_Extracted text_
--------------------

Digital Signage Companies Aren’t The Only Ones Chasing Health Care Communications Business

August 22, 2023 by Dave Haynes

Here’s another example of a company that works outside the digital signage business finding its way into the industry to address evolving customer needs – a firm that started out putting TVs in hospital rooms now doing what it calls interactive patient care.

The Long Island, NY firm pCare has a platform that includes screens in patient rooms and at the doorway just outside the room, relaying updated information from patient management and other hospital systems.

The company also still does in-room TVs, but unlike the old days, these ones support things like casting from smartphones.

pCare’s “end-to-end interactive patient care system (IPS)” was just switched on at the Moffitt Cancer Center in Florida, which just admitted its first patient at the end of July.

With a purposeful and thoughtful design, pCare’s technology ensures patient engagement throughout the care journey. Each 350-square-foot room within the new 10-story building is equipped with a Smart TV running pCare’s IPS, including the Digital Whiteboard, which displays key patient and provider information; TV entertainment; and BYOD (bring your own device) and casting capabilities, allowing patients to pair their personal devices with the pCare system.

The patient engagement integration also includes Room Connect, the powerful digital door display that shows key patient information at the entrance of their room and a bedside tablet option to easily navigate the system.

“Using pCare’s technology, we’re delivering unparalleled patient-centered care that encompasses the needs of patients and caregivers,” says Christine Alvero, VP Hospital Operations at Moffitt McKinley Hospital. “The technology provides seamless integration with our existing systems and improves the overall inpatient experience for both patients and team members.”

--------------------

_Data under study_

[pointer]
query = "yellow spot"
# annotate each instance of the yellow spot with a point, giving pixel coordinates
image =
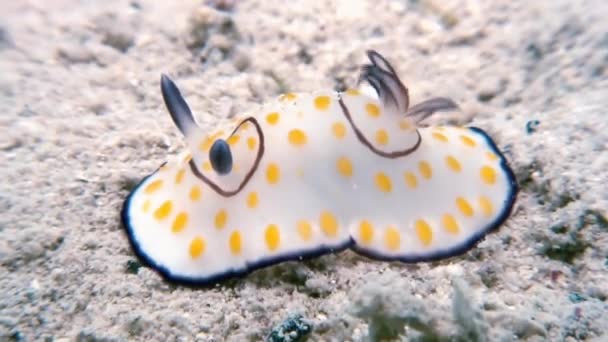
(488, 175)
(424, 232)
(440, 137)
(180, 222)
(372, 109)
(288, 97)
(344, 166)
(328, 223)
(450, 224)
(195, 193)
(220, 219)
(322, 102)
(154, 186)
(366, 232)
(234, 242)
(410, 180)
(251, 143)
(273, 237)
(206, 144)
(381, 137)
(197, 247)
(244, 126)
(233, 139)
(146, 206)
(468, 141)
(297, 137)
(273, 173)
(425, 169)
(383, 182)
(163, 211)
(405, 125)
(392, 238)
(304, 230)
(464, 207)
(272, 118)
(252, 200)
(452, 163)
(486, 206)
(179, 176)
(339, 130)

--------------------

_Your tasks_
1. Copy the pCare article word for word, from "The company also" to "the pCare system.".
2. Write the next part of the pCare article, starting after its final sentence.
The items are separate material, apart from the pCare article.

_Answers_
1.
The company also still does in-room TVs, but unlike the old days, these ones support things like casting from smartphones.

pCare’s “end-to-end interactive patient care system (IPS)” was just switched on at the Moffitt Cancer Center in Florida, which just admitted its first patient at the end of July.

With a purposeful and thoughtful design, pCare’s technology ensures patient engagement throughout the care journey. Each 350-square-foot room within the new 10-story building is equipped with a Smart TV running pCare’s IPS, including the Digital Whiteboard, which displays key patient and provider information; TV entertainment; and BYOD (bring your own device) and casting capabilities, allowing patients to pair their personal devices with the pCare system.

2.
I note this because lots of digital signage solutions providers are looking at the largely greenfields opportunity presented by healthcare. While medical records are digital and health care centers use a lot of IT, patient care often still involves analog whiteboards and dry erase markers, as well as clipboards dropped in sleeves outside patient rooms. Digital is very obviously a better way to go, even down to the simple stuff like not being able to decode a caregiver’s terrible handwriting.

The challenge is companies like pCare have decades of experience, history and contacts in health care, versus digital signage CMS and solutions companies just trying to work their way in and learn how heath care operates, makes decisions and budgets. It may often be the case that companies who bolt digital signage on to their broader solution offer limited functionality, power and scale (when compared to pure-play CMS platforms), but it will often be the case that they don’t need all that.

The companies seemingly best suited to patient care-level digital signage would be those already busy in hospitality – with meeting room signage equating to patient room signage, and IPTV for hospital rooms similar in many respects to the hotel TVs that personally welcome guests when they first enter rooms.

  1. Wes Dixon says:

    Nice article everyone! We very much enjoy working with pCare. Professional, expert, and reliable.